# [Written task]
What follows is a listing. Return every line of it exactly.

# [Available records]
--- start ---

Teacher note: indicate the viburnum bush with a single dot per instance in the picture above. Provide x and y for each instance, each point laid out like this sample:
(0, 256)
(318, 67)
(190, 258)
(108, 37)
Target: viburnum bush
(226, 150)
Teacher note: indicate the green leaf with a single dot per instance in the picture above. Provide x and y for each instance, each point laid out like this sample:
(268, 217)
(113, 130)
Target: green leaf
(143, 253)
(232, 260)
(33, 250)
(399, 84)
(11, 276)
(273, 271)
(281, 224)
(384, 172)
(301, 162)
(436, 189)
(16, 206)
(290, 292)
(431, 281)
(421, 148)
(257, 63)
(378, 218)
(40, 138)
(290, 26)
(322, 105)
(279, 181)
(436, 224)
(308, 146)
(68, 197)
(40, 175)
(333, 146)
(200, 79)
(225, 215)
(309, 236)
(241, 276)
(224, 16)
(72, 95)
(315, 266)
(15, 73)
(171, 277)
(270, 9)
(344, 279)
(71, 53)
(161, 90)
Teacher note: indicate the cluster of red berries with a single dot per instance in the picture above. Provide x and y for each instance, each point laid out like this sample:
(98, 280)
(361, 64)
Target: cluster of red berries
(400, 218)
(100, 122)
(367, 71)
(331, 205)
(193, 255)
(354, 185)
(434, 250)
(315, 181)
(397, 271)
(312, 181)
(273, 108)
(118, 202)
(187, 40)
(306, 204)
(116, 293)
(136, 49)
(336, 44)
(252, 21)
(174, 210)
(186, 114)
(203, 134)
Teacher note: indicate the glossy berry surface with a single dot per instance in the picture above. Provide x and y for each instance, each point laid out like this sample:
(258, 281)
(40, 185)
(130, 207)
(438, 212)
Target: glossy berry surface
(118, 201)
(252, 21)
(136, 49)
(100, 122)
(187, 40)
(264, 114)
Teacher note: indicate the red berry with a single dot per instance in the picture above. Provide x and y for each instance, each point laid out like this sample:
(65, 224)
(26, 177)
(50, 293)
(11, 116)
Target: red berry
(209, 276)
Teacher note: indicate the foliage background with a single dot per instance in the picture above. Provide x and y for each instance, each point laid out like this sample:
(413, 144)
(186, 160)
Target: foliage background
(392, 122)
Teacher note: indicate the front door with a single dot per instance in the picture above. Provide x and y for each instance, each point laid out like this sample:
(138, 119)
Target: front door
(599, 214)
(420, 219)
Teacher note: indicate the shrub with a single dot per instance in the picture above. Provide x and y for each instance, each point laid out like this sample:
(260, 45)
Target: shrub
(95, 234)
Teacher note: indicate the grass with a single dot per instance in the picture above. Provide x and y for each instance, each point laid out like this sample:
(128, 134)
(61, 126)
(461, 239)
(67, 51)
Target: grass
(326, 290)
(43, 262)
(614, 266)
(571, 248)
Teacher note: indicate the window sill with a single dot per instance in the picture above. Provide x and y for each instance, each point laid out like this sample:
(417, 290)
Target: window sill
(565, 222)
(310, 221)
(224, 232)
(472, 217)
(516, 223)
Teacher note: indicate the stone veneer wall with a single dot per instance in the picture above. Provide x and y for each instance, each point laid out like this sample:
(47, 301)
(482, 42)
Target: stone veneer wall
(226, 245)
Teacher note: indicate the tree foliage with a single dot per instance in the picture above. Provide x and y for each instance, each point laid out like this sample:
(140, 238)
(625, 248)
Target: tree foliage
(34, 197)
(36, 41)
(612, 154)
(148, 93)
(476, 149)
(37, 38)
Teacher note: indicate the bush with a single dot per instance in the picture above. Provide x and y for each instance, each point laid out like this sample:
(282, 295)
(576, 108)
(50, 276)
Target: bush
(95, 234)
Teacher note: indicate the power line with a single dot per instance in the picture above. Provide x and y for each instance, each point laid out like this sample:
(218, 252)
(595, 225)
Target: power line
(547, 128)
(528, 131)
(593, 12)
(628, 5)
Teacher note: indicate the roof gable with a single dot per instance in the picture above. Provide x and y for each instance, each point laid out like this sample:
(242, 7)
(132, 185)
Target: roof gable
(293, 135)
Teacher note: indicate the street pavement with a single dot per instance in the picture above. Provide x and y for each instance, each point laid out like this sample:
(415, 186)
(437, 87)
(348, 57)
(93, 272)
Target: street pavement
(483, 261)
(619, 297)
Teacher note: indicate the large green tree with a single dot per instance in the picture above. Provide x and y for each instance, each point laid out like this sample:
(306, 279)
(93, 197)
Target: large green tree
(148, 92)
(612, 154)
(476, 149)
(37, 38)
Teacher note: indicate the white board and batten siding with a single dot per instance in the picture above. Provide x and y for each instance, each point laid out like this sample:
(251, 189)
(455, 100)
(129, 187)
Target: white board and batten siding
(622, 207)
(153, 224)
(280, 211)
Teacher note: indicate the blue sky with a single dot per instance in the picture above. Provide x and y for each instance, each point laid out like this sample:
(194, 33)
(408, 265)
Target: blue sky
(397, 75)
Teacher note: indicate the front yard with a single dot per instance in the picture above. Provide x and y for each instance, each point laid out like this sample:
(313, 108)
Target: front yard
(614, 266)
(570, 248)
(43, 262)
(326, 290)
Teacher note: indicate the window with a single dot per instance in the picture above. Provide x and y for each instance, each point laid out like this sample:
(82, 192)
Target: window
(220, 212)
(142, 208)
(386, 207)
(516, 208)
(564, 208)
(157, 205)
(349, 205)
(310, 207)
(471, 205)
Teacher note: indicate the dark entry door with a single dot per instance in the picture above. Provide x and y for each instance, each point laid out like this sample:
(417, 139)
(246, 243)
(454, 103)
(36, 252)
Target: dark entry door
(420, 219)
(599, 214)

--- end ---

# [The completed task]
Teacher note: indicate the viburnum bush with a single dot per instance in the picture above. Provide x and y for each instance, each point laid out like this sample:
(0, 256)
(318, 67)
(190, 258)
(108, 37)
Target: viburnum bush
(226, 150)
Teacher note: indicate the green leaf with a single dot per instance in the picture above. Provide x and y for each instance, each point laid out like this sample:
(268, 217)
(113, 130)
Target: green leaf
(143, 253)
(232, 260)
(33, 250)
(399, 84)
(11, 276)
(273, 271)
(281, 224)
(384, 172)
(301, 162)
(436, 189)
(16, 206)
(290, 292)
(431, 281)
(421, 148)
(257, 63)
(378, 218)
(40, 138)
(290, 26)
(322, 105)
(279, 181)
(436, 224)
(308, 146)
(68, 197)
(40, 175)
(333, 146)
(200, 79)
(225, 215)
(309, 236)
(241, 276)
(224, 16)
(72, 95)
(315, 266)
(15, 73)
(171, 277)
(270, 9)
(344, 279)
(71, 53)
(161, 90)
Teacher note: indicate the cluster of red berries with a single dot per instance in the picture above. Provide x and y for each instance, each point laid out like this sample:
(98, 280)
(361, 64)
Target: cluster of red berries
(400, 218)
(100, 122)
(367, 71)
(331, 205)
(193, 255)
(354, 185)
(434, 250)
(315, 181)
(397, 271)
(312, 181)
(273, 108)
(118, 202)
(187, 40)
(306, 204)
(116, 293)
(136, 49)
(336, 44)
(252, 21)
(174, 210)
(186, 114)
(203, 134)
Teacher note: indicate the glossy berry surface with a single dot per instance in the picture above. Provide x and y for each instance, each point laid out like this sample:
(258, 281)
(40, 185)
(130, 207)
(438, 212)
Target: glossy berry surface
(118, 201)
(252, 21)
(136, 49)
(100, 122)
(187, 40)
(264, 114)
Teacher note: indicate the red berry with a single dot per instance in the picture above. Provide x and y for each instance, each point laid out like this sample:
(65, 224)
(26, 177)
(50, 293)
(11, 116)
Target: red berry
(209, 276)
Teacher note: indicate the foliage background with a single dot per instance in the picture above. Provide x and y for each instance, each point laid out like this sample:
(413, 144)
(186, 160)
Target: foliage background
(392, 122)
Teacher note: indicate the front door with a single dot per instance in the picture above. Provide x and y for each instance, each point laid out like this sample:
(138, 119)
Target: front door
(599, 214)
(420, 219)
Teacher note: indicate the shrub with a single dot per instance in the picture above. Provide x and y for each instance, each point laid out like this sample:
(260, 45)
Target: shrub
(95, 234)
Teacher note: indicate the grass with a single dot per instance in the picture above. Provide x and y for each instance, each point laid out like this sample:
(128, 134)
(61, 126)
(461, 239)
(67, 51)
Target: grass
(326, 290)
(43, 262)
(614, 266)
(571, 248)
Teacher note: indicate the window sill with a single dot per instance in the picture above. Provide x and y for each instance, each point laid out like this sample:
(417, 290)
Target: window sill
(565, 222)
(310, 221)
(224, 232)
(472, 217)
(516, 223)
Teacher note: indicate the stone veneer wall with a single dot per instance in the picture above. Provide x and y for each instance, each point laid out like this sample:
(47, 301)
(482, 42)
Target: stone veneer wall
(226, 245)
Teacher note: indicate the tree foliage with a single dot per instance in the picture above. Provide x and y for each instance, each point laid out like this sample:
(140, 238)
(625, 248)
Target: tree foliage
(34, 197)
(36, 41)
(612, 154)
(148, 93)
(476, 149)
(37, 38)
Teacher note: indicate the bush with a single dot per instance in the picture above. Provide x and y for each instance, each point laid out like this sample:
(282, 295)
(576, 108)
(50, 276)
Target: bush
(95, 234)
Teacher note: indicate the power line with a single dot per instance in the picture above. Provide x and y for each instance, each point laid out like this sample:
(218, 252)
(595, 225)
Target: power line
(547, 128)
(528, 131)
(593, 12)
(628, 5)
Teacher note: indicate the roof gable with a single dot per instance in the picture above. Provide x and y for each instance, each point laid out like this sample:
(242, 7)
(132, 185)
Target: roof gable
(293, 135)
Teacher note: indicate the street pavement with a single dot per instance in the picture above. Provide x and y for each instance, each point laid out like this sample:
(415, 186)
(437, 87)
(348, 57)
(93, 272)
Target: street pavement
(483, 261)
(619, 297)
Teacher note: indicate the large green tree with a single dot per instance in the picture above. Provide x and y for each instance, each point laid out like this sample:
(306, 279)
(93, 197)
Target: large green tree
(148, 92)
(612, 154)
(476, 149)
(37, 38)
Teacher note: indicate the white board and batten siding with a single dot per instance in the picture above. Provide x and y for each instance, each point laid out like this sample:
(251, 189)
(455, 100)
(129, 187)
Target: white board and batten siding
(622, 207)
(153, 224)
(280, 211)
Teacher note: indicate the blue sky with a single dot per instance in the picture above. Provide x and y for each instance, each point laid out like this sample:
(194, 33)
(408, 265)
Target: blue sky
(397, 75)
Teacher note: indicate the front yard with a single dot per instance in the picture above. Provide x and y for each instance, each point laid out like this sample:
(313, 108)
Target: front yard
(614, 266)
(570, 248)
(43, 262)
(326, 290)
Teacher note: indicate the window with a single dot per instance in the picture above. Provide x and y for each instance, each point laid out like this sample:
(82, 192)
Target: window
(220, 212)
(142, 208)
(386, 207)
(516, 208)
(564, 208)
(157, 205)
(349, 205)
(310, 207)
(471, 205)
Teacher note: indicate the dark entry door with a single dot per instance in the picture above. Provide x and y for each instance, each point laid out like this sample:
(417, 139)
(246, 243)
(454, 103)
(36, 252)
Target: dark entry door
(420, 219)
(599, 214)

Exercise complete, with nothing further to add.